◆ EXERCISES TO COMPLETE
A - Summarize the Bash cheatsheet in two sentences.
B - Echo the Bash cheatsheet word for word, from "This cheatsheet provides" up to and including "strings, arrays, regex)".
C - Give what follows in the Bash cheatsheet, picking up right after its final line.

◆ PAGE EXCERPT
##########

====
Bash
====

.. meta::
   :description: Comprehensive Bash scripting reference covering variables, arrays, string manipulation, conditionals, loops, functions, regex, text processing, and error handling for Linux/Unix shell programming.
   :keywords: Bash scripting, shell programming, Linux commands, Bash variables, Bash arrays, string manipulation, regex, awk, sed, grep, error handling, argument parsing

.. contents:: Table of Contents
    :backlinks: none

This cheatsheet provides a comprehensive reference for Bash shell scripting, covering
essential concepts from basic variable expansion to advanced text processing and error
handling. Each section includes practical examples that demonstrate real-world usage
patterns commonly encountered in automation scripts and system administration tasks.

An interactive demo script is available at `src/bash/bash.sh <https://github.com/crazyguitar/cppcheatsheet/blob/master/src/bash/bash.sh>`_
to help you experiment with the concepts covered in this cheatsheet. The script provides
colorized output showing both the commands and their results, making it easier to
understand how each feature works.

.. code-block:: bash

    ./src/bash/bash.sh           # Run all demos
    ./src/bash/bash.sh strings   # Run specific section (e.g., strings, arrays, regex)
    ./src/bash/bash.sh --help    # Show all available sections

Special Parameters
------------------

Bash provides special parameters that give access to script arguments, process information,
and command exit status. These read-only variables are automatically set by the shell and
are essential for writing flexible, reusable scripts that can adapt to different inputs
and execution contexts.

.. code-block:: bash

    $*    # all positional params as "$1$2..."

##########

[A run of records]
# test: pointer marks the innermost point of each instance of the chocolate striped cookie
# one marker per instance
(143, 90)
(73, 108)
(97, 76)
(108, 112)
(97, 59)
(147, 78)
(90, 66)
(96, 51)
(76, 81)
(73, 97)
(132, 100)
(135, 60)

##########

◆ RESULTS FOR THE EXERCISE
A - The Bash cheatsheet is a comprehensive reference for shell scripting that runs from basic variable expansion to advanced text processing and error handling, with practical examples in each section. An interactive demo script, src/bash/bash.sh, prints colorized commands alongside their results and can run every demo, run one section, or list the available sections.

B -
This cheatsheet provides a comprehensive reference for Bash shell scripting, covering
essential concepts from basic variable expansion to advanced text processing and error
handling. Each section includes practical examples that demonstrate real-world usage
patterns commonly encountered in automation scripts and system administration tasks.

An interactive demo script is available at `src/bash/bash.sh <https://github.com/crazyguitar/cppcheatsheet/blob/master/src/bash/bash.sh>`_
to help you experiment with the concepts covered in this cheatsheet. The script provides
colorized output showing both the commands and their results, making it easier to
understand how each feature works.

.. code-block:: bash

    ./src/bash/bash.sh           # Run all demos
    ./src/bash/bash.sh strings   # Run specific section (e.g., strings, arrays, regex)

C -
    $@    # all positional params as "$1" "$2" ...
    $#    # number of positional params
    $$    # current process PID
    $?    # exit status of last command
    $0    # script name
    $!    # PID of last background command

Example:

.. code-block:: bash

    foo() {
      echo "All args: $@"
      echo "Arg count: $#"
      echo "Script: $0"
    }
    foo "a" "b" "c"

Set Positional Parameters
-------------------------

The ``set`` builtin can reassign positional parameters, which is useful for parsing
command output or restructuring arguments within a script. This technique allows you
to split strings into separate arguments or reset the argument list entirely for
subsequent processing.

.. code-block:: bash

    set -- a b c
    echo "$1" "$2" "$3"  # a b c

Brace Expansion
---------------

Brace expansion generates arbitrary strings before any other expansion occurs, making it
a powerful tool for creating multiple files, directories, or generating sequences. Unlike
globs, brace expansion does not depend on existing files and always produces output
regardless of filesystem state.

.. code-block:: bash

    echo foo.{pdf,txt,png}     # foo.pdf foo.txt foo.png
    echo {1..5}                # 1 2 3 4 5
    echo {a..z}                # a b c ... z
    echo {01..10}              # 01 02 03 ... 10
    mkdir -p project/{src,bin,doc}

Globs (Pattern Matching)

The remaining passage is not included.